Dataset records about object locations:
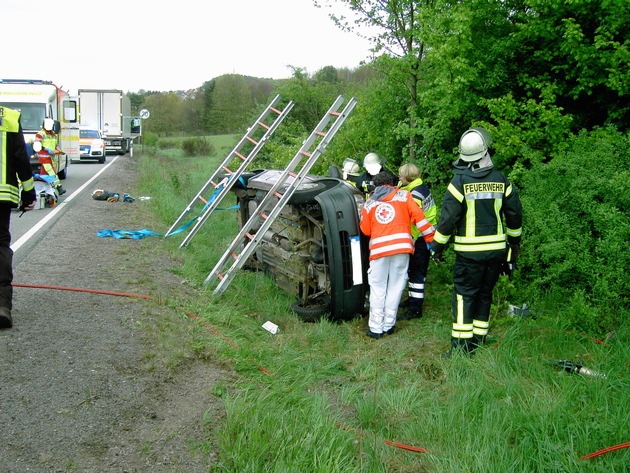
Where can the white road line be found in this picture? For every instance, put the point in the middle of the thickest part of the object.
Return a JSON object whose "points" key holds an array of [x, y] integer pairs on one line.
{"points": [[28, 235]]}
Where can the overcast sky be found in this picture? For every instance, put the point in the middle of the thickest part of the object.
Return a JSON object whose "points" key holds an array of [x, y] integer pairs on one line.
{"points": [[152, 45]]}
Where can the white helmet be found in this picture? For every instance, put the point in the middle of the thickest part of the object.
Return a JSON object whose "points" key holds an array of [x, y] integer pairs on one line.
{"points": [[48, 124], [472, 145], [350, 167], [373, 163]]}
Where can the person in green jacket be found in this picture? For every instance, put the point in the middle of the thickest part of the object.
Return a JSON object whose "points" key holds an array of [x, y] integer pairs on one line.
{"points": [[16, 170], [410, 180]]}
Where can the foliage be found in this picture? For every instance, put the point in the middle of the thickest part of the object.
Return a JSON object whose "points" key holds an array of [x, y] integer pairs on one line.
{"points": [[197, 147], [323, 397], [232, 104], [576, 225]]}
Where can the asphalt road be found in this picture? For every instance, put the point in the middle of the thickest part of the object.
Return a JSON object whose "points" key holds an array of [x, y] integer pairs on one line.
{"points": [[80, 389]]}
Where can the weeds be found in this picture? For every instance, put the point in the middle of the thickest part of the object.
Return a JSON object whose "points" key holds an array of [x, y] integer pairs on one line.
{"points": [[323, 397]]}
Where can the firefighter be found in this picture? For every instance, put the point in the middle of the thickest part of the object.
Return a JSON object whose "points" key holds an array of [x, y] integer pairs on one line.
{"points": [[373, 164], [409, 176], [46, 154], [351, 171], [16, 168], [385, 220], [483, 213]]}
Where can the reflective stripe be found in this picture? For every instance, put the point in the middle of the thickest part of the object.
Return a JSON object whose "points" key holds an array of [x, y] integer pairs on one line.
{"points": [[480, 247], [453, 190], [514, 232], [394, 247], [460, 310], [386, 238], [443, 239], [486, 239]]}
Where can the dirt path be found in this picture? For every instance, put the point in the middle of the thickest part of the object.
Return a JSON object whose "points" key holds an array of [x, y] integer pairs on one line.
{"points": [[83, 382]]}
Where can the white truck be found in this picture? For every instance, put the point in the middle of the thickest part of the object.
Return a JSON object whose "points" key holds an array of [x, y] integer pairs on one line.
{"points": [[39, 99], [110, 112]]}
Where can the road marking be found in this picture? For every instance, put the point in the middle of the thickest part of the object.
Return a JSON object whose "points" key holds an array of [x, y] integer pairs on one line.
{"points": [[28, 235]]}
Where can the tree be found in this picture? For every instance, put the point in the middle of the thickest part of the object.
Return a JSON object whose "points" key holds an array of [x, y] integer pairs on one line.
{"points": [[166, 113], [398, 32], [232, 105]]}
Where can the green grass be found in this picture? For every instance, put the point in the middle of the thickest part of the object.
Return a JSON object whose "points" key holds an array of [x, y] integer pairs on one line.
{"points": [[325, 398]]}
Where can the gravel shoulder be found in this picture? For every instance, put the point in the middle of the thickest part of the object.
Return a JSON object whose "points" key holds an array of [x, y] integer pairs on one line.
{"points": [[85, 384]]}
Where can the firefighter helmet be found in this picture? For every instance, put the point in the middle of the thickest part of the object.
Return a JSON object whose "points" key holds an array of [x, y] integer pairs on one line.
{"points": [[373, 163], [473, 145], [350, 167], [48, 124]]}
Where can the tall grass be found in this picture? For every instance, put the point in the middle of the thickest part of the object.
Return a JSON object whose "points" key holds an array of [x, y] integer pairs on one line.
{"points": [[325, 398]]}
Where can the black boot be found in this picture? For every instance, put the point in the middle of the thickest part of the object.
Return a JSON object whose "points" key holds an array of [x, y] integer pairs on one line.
{"points": [[5, 318]]}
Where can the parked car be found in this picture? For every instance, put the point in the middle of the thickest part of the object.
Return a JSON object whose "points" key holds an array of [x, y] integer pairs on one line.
{"points": [[92, 144], [314, 248]]}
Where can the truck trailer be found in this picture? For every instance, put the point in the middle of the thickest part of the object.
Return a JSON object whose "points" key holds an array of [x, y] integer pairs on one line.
{"points": [[109, 111], [38, 99]]}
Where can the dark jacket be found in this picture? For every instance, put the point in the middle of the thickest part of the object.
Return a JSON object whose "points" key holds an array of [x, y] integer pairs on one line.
{"points": [[14, 160], [481, 210]]}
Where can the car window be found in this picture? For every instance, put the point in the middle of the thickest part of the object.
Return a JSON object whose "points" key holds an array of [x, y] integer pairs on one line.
{"points": [[89, 134]]}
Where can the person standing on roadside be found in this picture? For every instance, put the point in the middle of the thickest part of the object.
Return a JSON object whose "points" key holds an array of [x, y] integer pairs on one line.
{"points": [[385, 220], [16, 166], [373, 164], [409, 176], [478, 199], [46, 153]]}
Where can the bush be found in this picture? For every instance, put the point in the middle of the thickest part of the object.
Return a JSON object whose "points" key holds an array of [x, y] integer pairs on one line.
{"points": [[197, 147], [149, 139], [576, 226]]}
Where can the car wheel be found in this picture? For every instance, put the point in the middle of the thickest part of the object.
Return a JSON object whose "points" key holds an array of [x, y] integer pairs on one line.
{"points": [[241, 182], [312, 312], [64, 172], [304, 196]]}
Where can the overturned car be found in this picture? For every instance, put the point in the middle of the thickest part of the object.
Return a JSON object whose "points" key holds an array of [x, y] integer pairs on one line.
{"points": [[314, 248]]}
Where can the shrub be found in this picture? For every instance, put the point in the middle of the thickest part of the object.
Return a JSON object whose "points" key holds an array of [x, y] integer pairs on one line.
{"points": [[197, 147], [149, 139], [576, 226]]}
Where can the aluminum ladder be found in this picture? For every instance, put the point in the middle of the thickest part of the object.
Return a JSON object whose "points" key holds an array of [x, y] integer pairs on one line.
{"points": [[246, 242], [213, 192]]}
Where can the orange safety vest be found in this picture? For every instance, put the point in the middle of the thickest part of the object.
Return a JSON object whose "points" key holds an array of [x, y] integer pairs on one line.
{"points": [[386, 222]]}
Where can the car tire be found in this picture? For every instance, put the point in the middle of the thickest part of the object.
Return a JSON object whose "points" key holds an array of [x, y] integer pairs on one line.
{"points": [[305, 196], [241, 182], [311, 312], [64, 172]]}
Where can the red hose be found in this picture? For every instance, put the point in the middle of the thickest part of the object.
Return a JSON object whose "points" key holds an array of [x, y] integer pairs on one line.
{"points": [[606, 450]]}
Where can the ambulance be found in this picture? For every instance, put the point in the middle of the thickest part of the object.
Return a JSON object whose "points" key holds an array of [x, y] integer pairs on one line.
{"points": [[36, 100]]}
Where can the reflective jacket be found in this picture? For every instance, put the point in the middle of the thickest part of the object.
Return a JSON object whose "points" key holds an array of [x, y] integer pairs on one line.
{"points": [[385, 219], [15, 162], [422, 195], [475, 204], [48, 139]]}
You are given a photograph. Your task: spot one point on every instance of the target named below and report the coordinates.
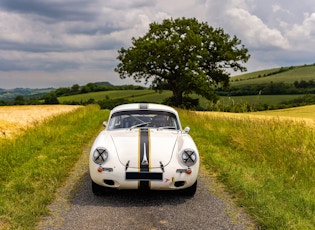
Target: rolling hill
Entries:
(283, 74)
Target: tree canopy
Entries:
(184, 55)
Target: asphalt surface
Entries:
(76, 207)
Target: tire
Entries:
(190, 191)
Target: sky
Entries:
(58, 43)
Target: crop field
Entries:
(36, 160)
(17, 118)
(264, 160)
(298, 73)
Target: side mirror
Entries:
(186, 130)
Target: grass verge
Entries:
(268, 165)
(34, 165)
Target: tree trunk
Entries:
(178, 98)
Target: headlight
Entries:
(100, 155)
(189, 157)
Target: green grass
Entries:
(113, 94)
(34, 164)
(298, 73)
(299, 112)
(260, 99)
(268, 165)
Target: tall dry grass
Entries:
(267, 164)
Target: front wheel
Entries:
(190, 191)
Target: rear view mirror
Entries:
(186, 130)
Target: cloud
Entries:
(60, 39)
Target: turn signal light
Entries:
(188, 171)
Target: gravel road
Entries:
(76, 207)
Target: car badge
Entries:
(144, 160)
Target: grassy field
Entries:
(260, 99)
(34, 163)
(14, 119)
(113, 94)
(298, 73)
(265, 162)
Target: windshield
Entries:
(143, 118)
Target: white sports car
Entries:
(144, 147)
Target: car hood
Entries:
(150, 147)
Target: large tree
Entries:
(185, 55)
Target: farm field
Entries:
(17, 118)
(265, 160)
(261, 99)
(34, 163)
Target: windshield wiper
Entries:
(139, 125)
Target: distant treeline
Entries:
(52, 96)
(272, 88)
(281, 70)
(93, 87)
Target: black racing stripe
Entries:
(143, 106)
(144, 160)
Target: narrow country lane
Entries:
(77, 208)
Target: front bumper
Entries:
(156, 179)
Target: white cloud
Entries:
(54, 38)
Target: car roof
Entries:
(143, 106)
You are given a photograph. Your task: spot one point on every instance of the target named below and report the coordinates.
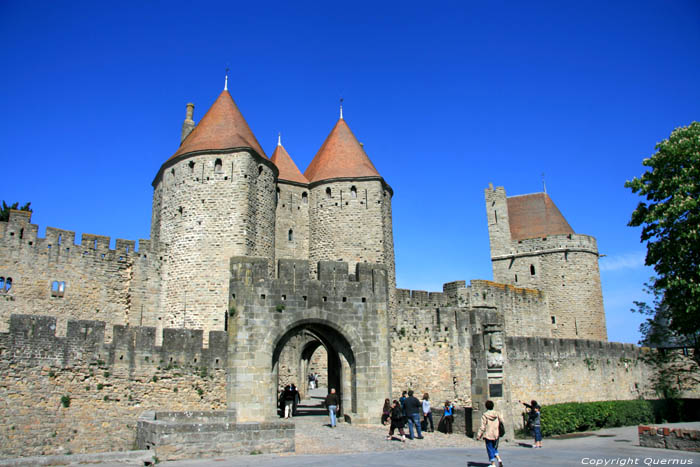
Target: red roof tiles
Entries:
(535, 215)
(340, 156)
(222, 127)
(288, 169)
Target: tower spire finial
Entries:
(544, 185)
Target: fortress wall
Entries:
(292, 214)
(524, 310)
(99, 283)
(430, 350)
(352, 229)
(569, 278)
(207, 214)
(109, 385)
(552, 371)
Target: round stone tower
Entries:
(533, 246)
(292, 224)
(349, 206)
(213, 199)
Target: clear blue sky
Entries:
(446, 97)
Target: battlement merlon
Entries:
(564, 243)
(33, 337)
(293, 275)
(18, 226)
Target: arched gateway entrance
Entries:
(346, 314)
(293, 353)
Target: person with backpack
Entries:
(396, 417)
(534, 422)
(490, 430)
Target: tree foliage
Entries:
(670, 221)
(5, 211)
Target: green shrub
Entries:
(571, 417)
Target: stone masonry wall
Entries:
(117, 286)
(355, 229)
(106, 387)
(208, 208)
(292, 215)
(347, 313)
(564, 267)
(430, 348)
(552, 371)
(524, 310)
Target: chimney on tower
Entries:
(188, 124)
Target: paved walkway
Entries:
(364, 445)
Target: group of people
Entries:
(288, 401)
(492, 428)
(408, 409)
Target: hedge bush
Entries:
(571, 417)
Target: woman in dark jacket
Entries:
(386, 411)
(396, 415)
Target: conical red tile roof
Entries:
(222, 127)
(535, 215)
(340, 156)
(288, 169)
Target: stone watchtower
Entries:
(349, 206)
(213, 199)
(533, 246)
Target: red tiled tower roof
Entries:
(340, 156)
(535, 215)
(288, 169)
(222, 127)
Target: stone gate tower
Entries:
(349, 206)
(213, 199)
(533, 246)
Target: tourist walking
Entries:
(396, 417)
(534, 422)
(489, 430)
(413, 409)
(288, 399)
(427, 413)
(331, 404)
(447, 419)
(295, 399)
(386, 411)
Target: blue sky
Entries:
(446, 96)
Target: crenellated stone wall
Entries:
(85, 280)
(78, 394)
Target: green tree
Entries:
(670, 221)
(5, 211)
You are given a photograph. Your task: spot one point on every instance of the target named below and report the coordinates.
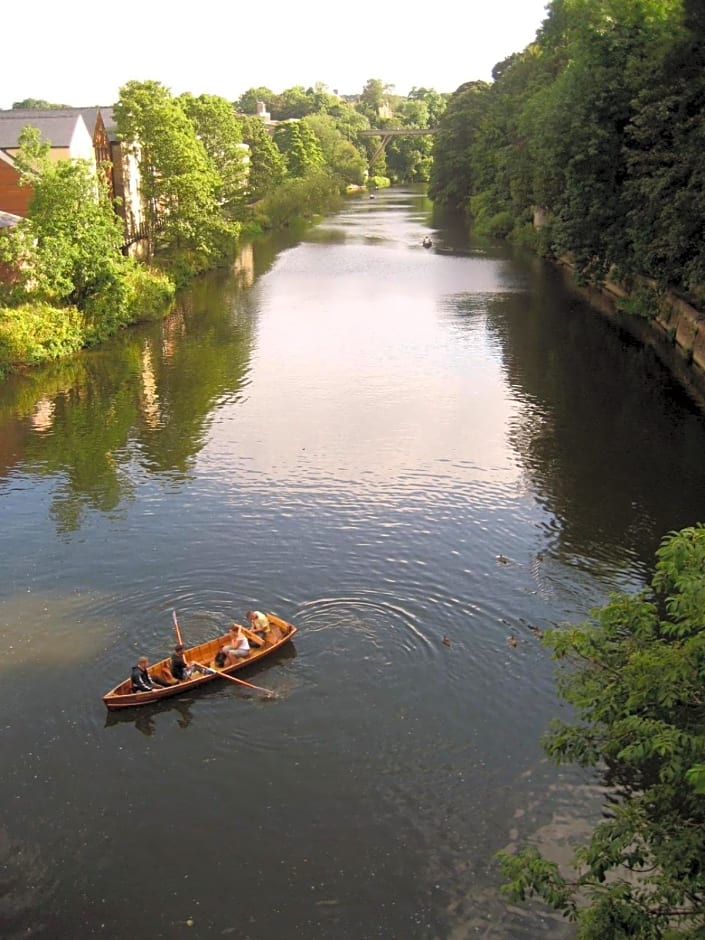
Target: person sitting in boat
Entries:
(237, 647)
(141, 679)
(180, 669)
(259, 622)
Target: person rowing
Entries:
(237, 647)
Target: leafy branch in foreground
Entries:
(634, 676)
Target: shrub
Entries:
(36, 333)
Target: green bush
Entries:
(38, 332)
(378, 182)
(150, 294)
(138, 294)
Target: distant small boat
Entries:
(122, 696)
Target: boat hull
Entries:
(122, 695)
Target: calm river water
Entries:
(417, 456)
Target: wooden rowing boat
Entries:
(122, 696)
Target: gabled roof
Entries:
(56, 126)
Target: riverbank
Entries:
(658, 318)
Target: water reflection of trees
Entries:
(142, 401)
(611, 445)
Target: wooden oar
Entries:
(257, 640)
(176, 628)
(225, 675)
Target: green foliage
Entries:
(600, 124)
(267, 167)
(341, 157)
(38, 332)
(218, 129)
(452, 173)
(180, 184)
(634, 678)
(299, 145)
(299, 198)
(140, 295)
(69, 246)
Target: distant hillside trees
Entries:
(599, 124)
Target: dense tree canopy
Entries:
(69, 246)
(599, 123)
(180, 183)
(635, 678)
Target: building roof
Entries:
(7, 219)
(58, 127)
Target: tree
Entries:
(665, 191)
(374, 96)
(452, 172)
(634, 678)
(179, 182)
(300, 148)
(266, 166)
(220, 132)
(69, 246)
(247, 102)
(343, 159)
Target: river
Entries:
(421, 457)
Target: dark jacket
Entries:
(179, 669)
(141, 681)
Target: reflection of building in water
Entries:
(43, 416)
(244, 266)
(150, 399)
(173, 328)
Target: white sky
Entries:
(79, 53)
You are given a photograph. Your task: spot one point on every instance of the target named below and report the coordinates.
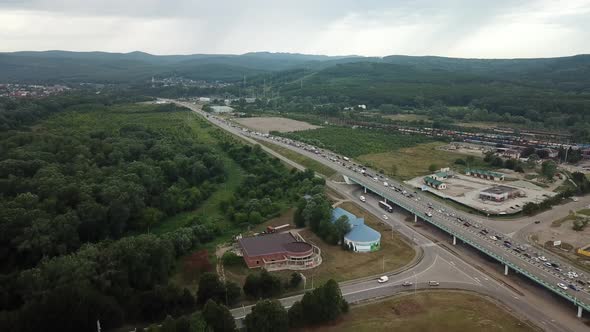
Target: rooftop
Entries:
(433, 181)
(352, 219)
(272, 244)
(363, 233)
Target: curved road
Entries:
(436, 264)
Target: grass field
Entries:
(301, 159)
(432, 311)
(355, 142)
(407, 163)
(344, 265)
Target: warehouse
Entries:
(361, 237)
(279, 251)
(499, 193)
(434, 183)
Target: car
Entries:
(383, 279)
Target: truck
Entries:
(274, 229)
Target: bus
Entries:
(385, 206)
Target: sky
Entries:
(456, 28)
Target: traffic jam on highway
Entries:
(571, 281)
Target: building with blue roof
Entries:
(361, 237)
(352, 219)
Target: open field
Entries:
(431, 311)
(268, 124)
(406, 117)
(301, 159)
(344, 265)
(356, 142)
(410, 162)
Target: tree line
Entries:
(86, 177)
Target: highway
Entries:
(437, 263)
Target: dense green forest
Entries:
(82, 185)
(548, 93)
(134, 67)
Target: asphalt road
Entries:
(437, 263)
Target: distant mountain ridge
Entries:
(103, 67)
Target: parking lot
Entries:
(465, 190)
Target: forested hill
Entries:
(565, 73)
(102, 67)
(568, 73)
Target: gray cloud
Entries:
(501, 28)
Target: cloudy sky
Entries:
(459, 28)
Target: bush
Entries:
(262, 285)
(295, 280)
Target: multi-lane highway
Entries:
(437, 263)
(549, 270)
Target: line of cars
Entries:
(575, 281)
(384, 279)
(569, 277)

## Problem statement
The lines to copy run from the line containing "Target: wooden rowing boat" through the end of the data above; copy exactly those, minus the pictures.

## Output below
Target: wooden rowing boat
Entries:
(122, 696)
Target: gabled roof
Entries:
(56, 126)
Target: riverbank
Entries:
(658, 318)
Target: water reflection of trees
Entries:
(142, 401)
(611, 445)
Target: wooden oar
Entries:
(257, 640)
(176, 628)
(225, 675)
Target: green foliage
Entries:
(600, 124)
(267, 167)
(341, 157)
(38, 332)
(218, 129)
(452, 173)
(180, 184)
(634, 678)
(299, 145)
(299, 198)
(140, 295)
(69, 246)
Target: distant hillside trees
Entries:
(599, 124)
Target: dense tree canopy
Entries:
(69, 246)
(599, 123)
(180, 183)
(635, 678)
Target: building roof
Entries:
(7, 219)
(58, 127)
Target: tree
Entries:
(665, 191)
(374, 96)
(452, 172)
(634, 678)
(179, 182)
(300, 148)
(266, 166)
(220, 132)
(69, 246)
(247, 102)
(343, 159)
Target: river
Entries:
(421, 457)
Target: dark jacket
Entries:
(179, 669)
(141, 681)
Target: reflection of building in water
Entries:
(43, 416)
(244, 266)
(150, 399)
(173, 328)
Target: white sky
Entries:
(79, 53)
You are given a photograph. Your task: spot one point on every instance of the target named below and report the coordinates.
Target: rooftop
Entries:
(433, 181)
(352, 219)
(272, 244)
(363, 233)
Target: curved road
Entries:
(436, 264)
Target: grass field
Entries:
(301, 159)
(432, 311)
(355, 142)
(407, 163)
(344, 265)
Target: warehouse
Entries:
(361, 237)
(279, 251)
(499, 193)
(434, 183)
Target: car
Entries:
(383, 279)
Target: truck
Entries:
(274, 229)
Target: bus
Entries:
(385, 206)
Target: sky
Entries:
(456, 28)
Target: traffic jam on highway
Entries:
(571, 281)
Target: building with blue roof
Entries:
(361, 237)
(352, 219)
Target: open field
Entries:
(431, 311)
(268, 124)
(406, 117)
(301, 159)
(344, 265)
(356, 142)
(410, 162)
Target: tree line
Entries:
(86, 177)
Target: highway
Entries:
(437, 263)
Target: dense green forest
Entries:
(82, 185)
(548, 93)
(134, 67)
Target: asphalt road
Entries:
(437, 263)
Target: distant mountain ridge
Entries:
(103, 67)
Target: parking lot
Entries:
(465, 190)
Target: forested hill
Entries:
(565, 73)
(102, 67)
(568, 73)
Target: gray cloud
Entries:
(501, 28)
Target: cloudy sky
Entries:
(459, 28)
Target: bush
Entries:
(262, 285)
(295, 280)
Target: multi-lane highway
Entries:
(437, 263)
(549, 270)
Target: line of cars
Entries:
(575, 281)
(384, 279)
(569, 277)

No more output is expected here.